Referring expression pointing data:
......
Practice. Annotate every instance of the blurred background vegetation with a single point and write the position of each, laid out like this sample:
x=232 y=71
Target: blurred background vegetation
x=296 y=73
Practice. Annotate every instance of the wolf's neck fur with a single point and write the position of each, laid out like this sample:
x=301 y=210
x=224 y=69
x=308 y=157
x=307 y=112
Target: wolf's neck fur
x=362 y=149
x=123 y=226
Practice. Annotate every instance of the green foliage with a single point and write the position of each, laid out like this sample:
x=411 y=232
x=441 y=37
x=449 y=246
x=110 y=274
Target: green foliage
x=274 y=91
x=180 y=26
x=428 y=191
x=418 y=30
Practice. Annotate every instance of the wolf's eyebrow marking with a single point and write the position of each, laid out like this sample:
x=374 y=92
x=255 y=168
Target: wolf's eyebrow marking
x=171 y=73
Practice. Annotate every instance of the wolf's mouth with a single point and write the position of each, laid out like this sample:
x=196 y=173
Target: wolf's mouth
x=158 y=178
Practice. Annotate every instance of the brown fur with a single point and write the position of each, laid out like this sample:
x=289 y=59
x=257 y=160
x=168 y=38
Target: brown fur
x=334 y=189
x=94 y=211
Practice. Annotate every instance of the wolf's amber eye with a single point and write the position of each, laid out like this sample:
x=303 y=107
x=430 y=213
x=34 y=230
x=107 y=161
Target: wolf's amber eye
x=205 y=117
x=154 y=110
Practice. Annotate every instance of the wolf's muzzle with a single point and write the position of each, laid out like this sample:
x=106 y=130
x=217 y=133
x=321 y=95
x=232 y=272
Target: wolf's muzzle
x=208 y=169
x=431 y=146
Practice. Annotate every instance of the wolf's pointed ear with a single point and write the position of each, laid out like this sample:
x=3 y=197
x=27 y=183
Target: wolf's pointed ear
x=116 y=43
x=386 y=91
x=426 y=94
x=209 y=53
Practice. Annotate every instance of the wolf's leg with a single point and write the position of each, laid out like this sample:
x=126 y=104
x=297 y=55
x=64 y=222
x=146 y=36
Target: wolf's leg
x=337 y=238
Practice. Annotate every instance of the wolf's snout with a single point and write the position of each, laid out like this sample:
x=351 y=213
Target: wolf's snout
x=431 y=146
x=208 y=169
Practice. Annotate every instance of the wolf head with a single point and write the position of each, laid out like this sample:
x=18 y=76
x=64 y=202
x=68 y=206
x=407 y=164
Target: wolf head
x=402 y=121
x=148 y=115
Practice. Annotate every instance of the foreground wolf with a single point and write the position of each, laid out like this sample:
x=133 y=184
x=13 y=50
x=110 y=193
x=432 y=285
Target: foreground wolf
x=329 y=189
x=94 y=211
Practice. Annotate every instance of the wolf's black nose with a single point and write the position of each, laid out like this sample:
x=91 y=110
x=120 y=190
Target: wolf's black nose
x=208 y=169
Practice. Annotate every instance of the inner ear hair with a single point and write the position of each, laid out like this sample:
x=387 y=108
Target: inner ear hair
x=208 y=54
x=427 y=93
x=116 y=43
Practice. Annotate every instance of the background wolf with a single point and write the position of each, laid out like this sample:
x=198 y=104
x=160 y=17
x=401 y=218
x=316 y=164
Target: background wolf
......
Having read the entries above, restate them all word for word.

Practice. Annotate every instance of the blurred background vegetation with a single point and write the position of each, laid out like this sample:
x=232 y=71
Target: blurred background vegetation
x=296 y=73
Practice. Annotate every instance of the wolf's neck fur with a single point and write the position of each, laid out like this sample:
x=301 y=210
x=224 y=69
x=308 y=157
x=307 y=112
Target: wolf's neck fur
x=362 y=149
x=123 y=226
Practice. Annotate every instance of the green foliage with a single point and write the position of each, laid out like this sample:
x=411 y=232
x=441 y=37
x=449 y=246
x=110 y=274
Target: green foliage
x=274 y=91
x=180 y=26
x=428 y=191
x=418 y=30
Practice. Annotate every instance of the wolf's eyebrow marking with a single point and write the position of each, laid out like this sample:
x=374 y=92
x=255 y=168
Target: wolf's eyebrow marking
x=171 y=73
Practice. Annotate every instance of the wolf's mouth with a single point and write the position of each, laid out like this sample:
x=196 y=173
Target: wolf's mouth
x=158 y=178
Practice. Annotate every instance of the brown fur with a single point and write the position of each, laid out like this sample:
x=289 y=59
x=257 y=160
x=168 y=38
Target: brown fur
x=334 y=189
x=94 y=211
Practice. Annotate every instance of the wolf's amber eye with a single point and write the position of each, laid out like this sample:
x=303 y=107
x=430 y=213
x=34 y=230
x=107 y=161
Target: wolf's amber eye
x=205 y=117
x=154 y=110
Practice. Annotate every instance of the wolf's muzzle with a single point and write the position of each, laid out like this sample:
x=106 y=130
x=217 y=133
x=321 y=95
x=232 y=272
Target: wolf's muzzle
x=208 y=169
x=431 y=146
Practice. Annotate every instance of the wolf's pointed ear with a single point and write the position of each, laid out like this sample:
x=3 y=197
x=27 y=183
Target: wolf's pointed ear
x=116 y=43
x=386 y=91
x=426 y=94
x=209 y=53
Practice. Annotate every instance of the wolf's leg with a single point and write the position of each, laid out like this sample:
x=126 y=104
x=297 y=55
x=64 y=222
x=146 y=36
Target: wolf's leg
x=337 y=238
Practice. Annotate every instance of the wolf's snout with a single point and write the position of each, laid out like this sample:
x=351 y=213
Target: wolf's snout
x=431 y=146
x=208 y=169
Practice. Annotate every instance of the wolf head with a single point and write the position of each, laid out like this sample:
x=18 y=76
x=64 y=202
x=68 y=206
x=407 y=164
Target: wolf head
x=402 y=121
x=148 y=115
Practice. Annotate every instance of the foreground wolf with a single point and write the position of each, laid out like this sample:
x=133 y=184
x=13 y=50
x=110 y=193
x=432 y=285
Target: foreground wolf
x=329 y=189
x=94 y=211
Practice. Annotate every instance of the wolf's black nose with a single point and write the position of each, laid out like this sample:
x=91 y=110
x=120 y=190
Target: wolf's black nose
x=208 y=169
Practice. Annotate every instance of the inner ear hair with a single point and write the position of each, laid out like this sample:
x=387 y=108
Target: inner ear hair
x=208 y=54
x=427 y=93
x=116 y=43
Practice. Annotate every instance of the background wolf with a single point and write the position of each, laid out like this sample:
x=198 y=104
x=160 y=17
x=401 y=218
x=316 y=164
Target: background wolf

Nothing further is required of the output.